## Supplied passage

2.3. Laboratory Evaluations

2.3.1. Microscopic Diagnosis of Malaria

Blood smears prepared were air dried and the thin film was fixed with methanol. Dried smears were then stained with a controlled pH (7.2) Giemsa buffer solution and the malaria parasite was checked using a light microscope. The slides were examined independently by two competent readers for asexual and sexual parasite count as well as species identification. In case of discrepancy (difference of species, positive–negative readings, or ratio of the two-parasite densities > 1.5 or <0.67), a third independent reader was required, and the two most concordant results were used for reporting the final result. All the parasite species including P. falciparum, P. malariae, and P. ovale were assessed using microscopy.

2.3.2. PCR Testing

Dried blood spots on Whatman filter papers (Whatman 3 mm, GE Healthcare, Pittsburg, PA, USA) were labelled then air dried and placed individually in a plastic bag containing a desiccant thus protecting them from humidity. DNA was extracted using the methanol method. For that, three pieces of filter paper were soaked in methanol (100 µL) for 15 min at room temperature, then the methanol was removed from the tube and the pieces were completely air dried for 1–2 h. After drying, 100 µL of sterile deionized water was added to each tube before heating them in a water bath for 15 min at 95–100 °C. During the incubation phase, the tube is vortexed every 5 min to extract the DNA. DNA extracts have been used directly. The molecular method based on DNA amplification was used to detect P. falciparum. This is a nested PCR method targeting the 18 s rRNA small sub-unit gene. Products obtained after the first PCR (using primers for all four Plasmodium species), were subsequently amplified using P. falciparum-specific primers. The sequence of the primers and the protocol of PCR were previously described in detail elsewhere [11]. Primary and secondary PCRs were carried out in a final volume of 20 μL containing 4 μL of Master Mix (5× FIREPol^®, 1.25 μL of dNTP, 0.8 μL of 25 mM MgCl₂, 0.1 μL of One Taq^® DNA polymerase) and 1 μL of template DNA or primary PCR. For the primary PCR, the temperature cycling parameters (24 cycles) were: initial denaturation at 95 °C for 5 min, annealing at 58 °C for 2 min, extension at 72 °C for 2 min and final extension at 72 °C for 5 min. The same program was used for the second amplification but for 30 cycles instead of 24 cycles. Samples after amplification were subjected to electrophoretic migration on a 1.5% agarose gel (Sigma Aldrich Chemie GMBH, Taufkirchen, Germany) and 3% GelRed^® (Nucleic Acid Stain) in Tris Borate Ethylene-Diamine-Tetra-Acetic. Migration was performed at 100 volts for 90 min. Fragment size was determined using the molecular weight marker. UV electrophoresis development was carried out using an image documentation system (AXYGEN^® device) coupled to a computer, enabling the exact size of DNA bands to be estimated. The expected fragment length was 205 base pairs (bp) for P. falciparum.

## Tasks to perform
[1] Using the laboratory methods text, decide whether each statement agrees with it. Answer yes or no for each, and quote the words of the text that decide it.
(a) The thin film of each blood smear was fixed with methanol.
(b) When the two readers disagreed, the third reader's result alone was used for the final result.
(c) The second amplification used 24 cycles.
[2] Rewrite the part of the laboratory methods text that opens with the words containing "Blood smears prepared" and closes with "assessed using microscopy.", putting "compound microscope" in place of "light microscope".

## Source information

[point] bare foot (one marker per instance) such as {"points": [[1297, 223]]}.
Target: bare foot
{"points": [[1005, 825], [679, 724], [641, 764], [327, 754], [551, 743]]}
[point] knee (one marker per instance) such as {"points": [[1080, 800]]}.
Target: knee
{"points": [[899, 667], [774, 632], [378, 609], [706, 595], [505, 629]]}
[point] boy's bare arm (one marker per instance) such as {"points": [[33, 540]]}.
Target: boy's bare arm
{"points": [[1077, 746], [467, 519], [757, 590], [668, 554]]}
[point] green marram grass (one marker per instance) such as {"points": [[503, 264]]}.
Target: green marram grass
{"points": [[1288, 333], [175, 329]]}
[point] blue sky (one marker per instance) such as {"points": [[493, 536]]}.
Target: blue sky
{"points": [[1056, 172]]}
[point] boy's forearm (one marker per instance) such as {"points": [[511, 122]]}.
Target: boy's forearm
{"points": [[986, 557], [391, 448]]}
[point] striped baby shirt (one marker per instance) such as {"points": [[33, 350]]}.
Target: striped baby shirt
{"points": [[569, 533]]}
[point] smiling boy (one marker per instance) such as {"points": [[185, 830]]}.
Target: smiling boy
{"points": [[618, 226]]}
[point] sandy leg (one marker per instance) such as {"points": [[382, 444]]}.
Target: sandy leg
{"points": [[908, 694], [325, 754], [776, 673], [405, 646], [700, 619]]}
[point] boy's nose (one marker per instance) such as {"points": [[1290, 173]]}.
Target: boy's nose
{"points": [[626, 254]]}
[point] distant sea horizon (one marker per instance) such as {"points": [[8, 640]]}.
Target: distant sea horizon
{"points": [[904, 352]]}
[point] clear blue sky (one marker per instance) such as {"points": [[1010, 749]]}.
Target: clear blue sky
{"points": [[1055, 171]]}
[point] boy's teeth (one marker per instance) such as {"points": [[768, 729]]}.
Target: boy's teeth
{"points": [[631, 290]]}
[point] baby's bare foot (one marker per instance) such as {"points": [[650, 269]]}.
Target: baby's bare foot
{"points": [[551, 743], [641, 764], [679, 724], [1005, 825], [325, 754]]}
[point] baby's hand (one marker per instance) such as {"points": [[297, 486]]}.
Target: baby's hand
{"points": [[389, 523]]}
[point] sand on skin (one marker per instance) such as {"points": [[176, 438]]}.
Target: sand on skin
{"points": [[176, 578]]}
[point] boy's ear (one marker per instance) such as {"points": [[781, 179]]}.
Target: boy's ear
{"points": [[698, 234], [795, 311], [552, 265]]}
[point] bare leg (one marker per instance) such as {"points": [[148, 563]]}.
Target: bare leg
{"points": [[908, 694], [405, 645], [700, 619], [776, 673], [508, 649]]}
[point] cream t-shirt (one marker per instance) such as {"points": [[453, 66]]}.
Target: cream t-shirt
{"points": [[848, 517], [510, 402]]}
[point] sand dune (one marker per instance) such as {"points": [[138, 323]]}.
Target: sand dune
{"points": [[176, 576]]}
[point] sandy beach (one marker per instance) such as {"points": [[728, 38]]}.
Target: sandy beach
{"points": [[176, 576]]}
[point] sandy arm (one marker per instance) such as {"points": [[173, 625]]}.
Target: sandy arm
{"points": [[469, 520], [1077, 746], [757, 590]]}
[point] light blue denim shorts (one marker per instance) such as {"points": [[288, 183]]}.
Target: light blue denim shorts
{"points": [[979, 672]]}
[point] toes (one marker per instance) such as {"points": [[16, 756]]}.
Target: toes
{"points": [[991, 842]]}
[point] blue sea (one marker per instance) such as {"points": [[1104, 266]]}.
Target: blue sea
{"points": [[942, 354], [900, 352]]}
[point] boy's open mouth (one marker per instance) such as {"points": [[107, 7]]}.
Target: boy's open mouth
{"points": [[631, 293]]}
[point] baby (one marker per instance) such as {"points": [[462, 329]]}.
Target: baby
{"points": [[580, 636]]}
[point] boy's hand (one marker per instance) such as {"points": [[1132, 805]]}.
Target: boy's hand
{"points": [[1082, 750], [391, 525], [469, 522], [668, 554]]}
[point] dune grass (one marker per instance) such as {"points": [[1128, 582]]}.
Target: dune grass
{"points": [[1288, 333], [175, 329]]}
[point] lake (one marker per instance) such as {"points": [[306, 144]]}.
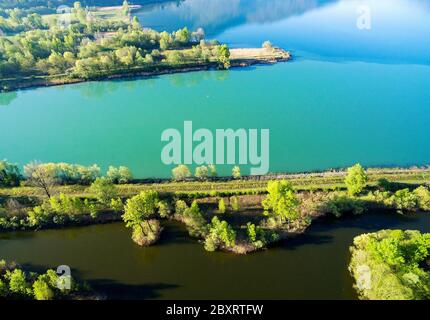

## Exercise responses
[1]
(a) Yes: "the thin film was fixed with methanol"
(b) No: "the two most concordant results were used for reporting the final result"
(c) No: "The same program was used for the second amplification but for 30 cycles instead of 24 cycles"

[2]
Blood smears prepared were air dried and the thin film was fixed with methanol. Dried smears were then stained with a controlled pH (7.2) Giemsa buffer solution and the malaria parasite was checked using a compound microscope. The slides were examined independently by two competent readers for asexual and sexual parasite count as well as species identification. In case of discrepancy (difference of species, positive–negative readings, or ratio of the two-parasite densities > 1.5 or <0.67), a third independent reader was required, and the two most concordant results were used for reporting the final result. All the parasite species including P. falciparum, P. malariae, and P. ovale were assessed using microscopy.